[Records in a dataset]
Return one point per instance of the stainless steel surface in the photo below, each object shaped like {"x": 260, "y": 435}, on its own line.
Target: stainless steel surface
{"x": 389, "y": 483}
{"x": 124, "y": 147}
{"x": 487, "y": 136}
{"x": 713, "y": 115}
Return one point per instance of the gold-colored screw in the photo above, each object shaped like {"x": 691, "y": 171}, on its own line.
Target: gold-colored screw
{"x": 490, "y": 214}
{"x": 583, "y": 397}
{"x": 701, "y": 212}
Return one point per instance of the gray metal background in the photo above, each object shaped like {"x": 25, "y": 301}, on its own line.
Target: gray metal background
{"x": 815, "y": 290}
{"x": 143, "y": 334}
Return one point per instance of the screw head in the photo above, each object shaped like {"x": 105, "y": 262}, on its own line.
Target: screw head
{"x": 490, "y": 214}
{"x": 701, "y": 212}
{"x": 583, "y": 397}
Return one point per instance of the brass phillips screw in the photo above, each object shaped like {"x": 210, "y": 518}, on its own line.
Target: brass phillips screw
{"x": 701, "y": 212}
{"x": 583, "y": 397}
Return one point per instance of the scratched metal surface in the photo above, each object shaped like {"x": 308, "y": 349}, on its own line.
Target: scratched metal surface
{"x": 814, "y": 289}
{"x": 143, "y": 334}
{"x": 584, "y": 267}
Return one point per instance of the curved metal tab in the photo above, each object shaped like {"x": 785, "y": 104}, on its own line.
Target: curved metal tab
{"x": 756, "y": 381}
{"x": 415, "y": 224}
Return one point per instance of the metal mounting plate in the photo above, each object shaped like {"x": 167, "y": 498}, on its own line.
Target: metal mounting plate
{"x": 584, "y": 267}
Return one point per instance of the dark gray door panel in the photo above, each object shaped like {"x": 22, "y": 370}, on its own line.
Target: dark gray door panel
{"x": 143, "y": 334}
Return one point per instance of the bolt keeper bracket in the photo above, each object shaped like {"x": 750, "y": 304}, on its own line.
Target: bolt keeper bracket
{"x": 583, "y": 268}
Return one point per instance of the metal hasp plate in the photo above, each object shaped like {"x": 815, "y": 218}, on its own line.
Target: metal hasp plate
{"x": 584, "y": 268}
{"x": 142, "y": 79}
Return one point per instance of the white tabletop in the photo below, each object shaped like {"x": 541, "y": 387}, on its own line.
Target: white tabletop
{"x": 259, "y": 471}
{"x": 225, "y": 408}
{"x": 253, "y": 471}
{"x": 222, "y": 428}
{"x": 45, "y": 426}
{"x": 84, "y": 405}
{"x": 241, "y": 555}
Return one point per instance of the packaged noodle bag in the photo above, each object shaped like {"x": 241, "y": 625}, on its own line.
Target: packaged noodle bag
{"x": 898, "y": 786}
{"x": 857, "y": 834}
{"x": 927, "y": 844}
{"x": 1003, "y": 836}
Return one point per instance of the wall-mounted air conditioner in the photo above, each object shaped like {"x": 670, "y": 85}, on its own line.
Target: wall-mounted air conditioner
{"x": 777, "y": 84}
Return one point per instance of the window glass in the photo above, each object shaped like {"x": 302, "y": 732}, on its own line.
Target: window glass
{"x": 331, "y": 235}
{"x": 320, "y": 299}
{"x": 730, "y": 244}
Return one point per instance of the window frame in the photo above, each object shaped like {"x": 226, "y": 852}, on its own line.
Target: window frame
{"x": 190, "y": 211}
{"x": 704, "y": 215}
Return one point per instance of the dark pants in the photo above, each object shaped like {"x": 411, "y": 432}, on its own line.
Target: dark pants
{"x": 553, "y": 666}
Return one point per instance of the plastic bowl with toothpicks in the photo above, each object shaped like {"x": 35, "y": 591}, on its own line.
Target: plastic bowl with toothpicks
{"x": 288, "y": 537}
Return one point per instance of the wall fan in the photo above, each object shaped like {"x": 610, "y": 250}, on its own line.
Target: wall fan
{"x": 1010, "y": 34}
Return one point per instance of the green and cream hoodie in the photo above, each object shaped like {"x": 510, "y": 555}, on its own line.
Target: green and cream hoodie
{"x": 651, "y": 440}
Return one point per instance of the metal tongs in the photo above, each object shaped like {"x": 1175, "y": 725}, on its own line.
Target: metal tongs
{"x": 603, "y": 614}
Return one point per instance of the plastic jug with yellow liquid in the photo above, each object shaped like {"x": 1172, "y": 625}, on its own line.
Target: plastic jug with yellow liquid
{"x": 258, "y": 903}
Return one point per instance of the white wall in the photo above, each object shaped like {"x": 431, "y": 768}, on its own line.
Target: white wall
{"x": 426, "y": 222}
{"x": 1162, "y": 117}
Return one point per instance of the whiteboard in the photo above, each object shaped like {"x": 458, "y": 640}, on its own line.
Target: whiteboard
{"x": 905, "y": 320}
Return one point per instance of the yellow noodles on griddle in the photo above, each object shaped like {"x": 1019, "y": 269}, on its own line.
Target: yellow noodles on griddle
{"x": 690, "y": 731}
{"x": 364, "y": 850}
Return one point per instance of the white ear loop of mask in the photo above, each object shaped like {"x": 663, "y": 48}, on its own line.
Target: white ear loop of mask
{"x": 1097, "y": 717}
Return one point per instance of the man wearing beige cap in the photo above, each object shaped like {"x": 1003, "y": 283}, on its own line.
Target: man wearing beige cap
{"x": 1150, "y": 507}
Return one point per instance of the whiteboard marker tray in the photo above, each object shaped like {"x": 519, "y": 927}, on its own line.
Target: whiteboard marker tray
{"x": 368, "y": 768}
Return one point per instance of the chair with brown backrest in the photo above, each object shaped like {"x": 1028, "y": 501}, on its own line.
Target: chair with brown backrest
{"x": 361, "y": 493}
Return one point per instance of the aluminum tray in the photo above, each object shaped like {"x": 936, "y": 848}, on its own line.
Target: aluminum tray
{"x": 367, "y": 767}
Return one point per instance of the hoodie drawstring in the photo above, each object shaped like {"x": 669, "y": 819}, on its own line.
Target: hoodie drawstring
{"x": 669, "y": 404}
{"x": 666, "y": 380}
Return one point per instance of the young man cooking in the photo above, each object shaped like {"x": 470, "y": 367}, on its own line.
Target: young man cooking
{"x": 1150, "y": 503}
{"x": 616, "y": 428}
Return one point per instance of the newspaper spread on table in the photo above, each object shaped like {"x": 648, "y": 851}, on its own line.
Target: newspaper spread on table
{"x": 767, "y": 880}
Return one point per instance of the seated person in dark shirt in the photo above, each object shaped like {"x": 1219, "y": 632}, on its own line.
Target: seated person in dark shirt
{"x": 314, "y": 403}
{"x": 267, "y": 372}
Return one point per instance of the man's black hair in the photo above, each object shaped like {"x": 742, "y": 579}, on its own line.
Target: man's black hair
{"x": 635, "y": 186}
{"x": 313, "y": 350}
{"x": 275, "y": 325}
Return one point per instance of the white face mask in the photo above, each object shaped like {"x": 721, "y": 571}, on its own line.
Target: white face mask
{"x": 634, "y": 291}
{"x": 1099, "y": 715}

--

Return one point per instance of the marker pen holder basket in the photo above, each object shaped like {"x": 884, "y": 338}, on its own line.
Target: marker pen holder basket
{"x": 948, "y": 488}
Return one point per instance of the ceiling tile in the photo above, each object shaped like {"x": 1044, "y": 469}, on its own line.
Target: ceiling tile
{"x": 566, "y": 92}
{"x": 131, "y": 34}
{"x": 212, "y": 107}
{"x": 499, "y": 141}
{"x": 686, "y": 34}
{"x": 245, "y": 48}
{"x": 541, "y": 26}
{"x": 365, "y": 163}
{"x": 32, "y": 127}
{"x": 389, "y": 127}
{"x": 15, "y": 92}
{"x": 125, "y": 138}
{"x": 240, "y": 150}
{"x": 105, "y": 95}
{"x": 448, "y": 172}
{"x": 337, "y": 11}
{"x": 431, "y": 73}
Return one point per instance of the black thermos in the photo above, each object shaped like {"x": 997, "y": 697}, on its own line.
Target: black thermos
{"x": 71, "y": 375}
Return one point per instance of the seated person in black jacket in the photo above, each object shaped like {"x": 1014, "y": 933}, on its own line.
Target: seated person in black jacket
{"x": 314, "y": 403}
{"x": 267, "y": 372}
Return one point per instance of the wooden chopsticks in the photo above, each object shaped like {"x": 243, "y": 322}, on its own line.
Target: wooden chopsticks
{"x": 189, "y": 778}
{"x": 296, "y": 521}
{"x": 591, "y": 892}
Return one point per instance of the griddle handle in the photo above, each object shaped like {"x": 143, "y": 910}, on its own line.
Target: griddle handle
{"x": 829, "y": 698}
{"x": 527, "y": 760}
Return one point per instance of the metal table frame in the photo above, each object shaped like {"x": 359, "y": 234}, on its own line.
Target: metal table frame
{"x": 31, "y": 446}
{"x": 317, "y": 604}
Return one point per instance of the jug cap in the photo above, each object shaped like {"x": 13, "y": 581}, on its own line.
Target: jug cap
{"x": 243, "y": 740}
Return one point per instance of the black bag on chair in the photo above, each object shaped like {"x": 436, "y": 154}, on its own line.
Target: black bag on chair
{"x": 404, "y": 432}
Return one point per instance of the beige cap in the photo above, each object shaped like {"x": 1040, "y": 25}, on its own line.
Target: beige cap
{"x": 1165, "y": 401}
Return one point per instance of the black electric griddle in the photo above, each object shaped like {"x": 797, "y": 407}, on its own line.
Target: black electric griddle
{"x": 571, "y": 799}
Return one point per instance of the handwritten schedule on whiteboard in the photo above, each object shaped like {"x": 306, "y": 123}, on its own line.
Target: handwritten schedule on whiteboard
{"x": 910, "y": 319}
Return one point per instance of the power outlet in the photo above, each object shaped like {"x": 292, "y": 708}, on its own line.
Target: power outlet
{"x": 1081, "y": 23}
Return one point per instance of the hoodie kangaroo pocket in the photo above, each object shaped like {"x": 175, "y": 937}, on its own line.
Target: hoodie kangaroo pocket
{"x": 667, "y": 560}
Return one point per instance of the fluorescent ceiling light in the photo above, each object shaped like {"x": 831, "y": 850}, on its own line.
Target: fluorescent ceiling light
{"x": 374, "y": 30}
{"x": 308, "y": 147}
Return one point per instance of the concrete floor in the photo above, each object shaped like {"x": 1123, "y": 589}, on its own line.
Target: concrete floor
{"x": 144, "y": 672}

Short exercise ->
State how many lines in the listing above contain the string "thermos", giving only the number.

Response to this exercise ->
2